** start Supplied records **
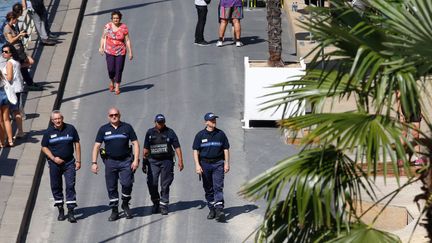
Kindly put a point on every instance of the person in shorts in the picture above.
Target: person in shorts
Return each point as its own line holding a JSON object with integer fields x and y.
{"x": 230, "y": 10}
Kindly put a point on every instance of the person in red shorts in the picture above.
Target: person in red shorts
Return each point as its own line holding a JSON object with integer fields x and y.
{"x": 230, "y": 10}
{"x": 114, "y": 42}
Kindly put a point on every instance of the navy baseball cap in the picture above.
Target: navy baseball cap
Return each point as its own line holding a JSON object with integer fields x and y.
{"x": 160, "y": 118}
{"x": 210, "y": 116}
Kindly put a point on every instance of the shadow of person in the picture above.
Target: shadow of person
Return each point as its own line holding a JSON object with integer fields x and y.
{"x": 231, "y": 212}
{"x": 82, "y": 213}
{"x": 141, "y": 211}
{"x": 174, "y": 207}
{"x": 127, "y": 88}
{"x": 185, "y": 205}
** end Supplied records **
** start Supplied records **
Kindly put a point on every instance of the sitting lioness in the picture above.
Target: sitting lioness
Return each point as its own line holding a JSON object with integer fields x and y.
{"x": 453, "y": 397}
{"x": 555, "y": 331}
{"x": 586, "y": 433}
** end Supplied records **
Return each line of the data above that contains the word "instance", copying every such line unchanged.

• [Final answer]:
Kindly put a point on every instance of the person in shorts in the picture above.
Kindly put a point on every instance of the person in red shorts in the picture above.
Kindly put a point on every instance of the navy baseball cap in the picture above.
Kindly put a point on every instance of the shadow of person in the picture above.
Kindly put a point on every instance of the sitting lioness in the picture above.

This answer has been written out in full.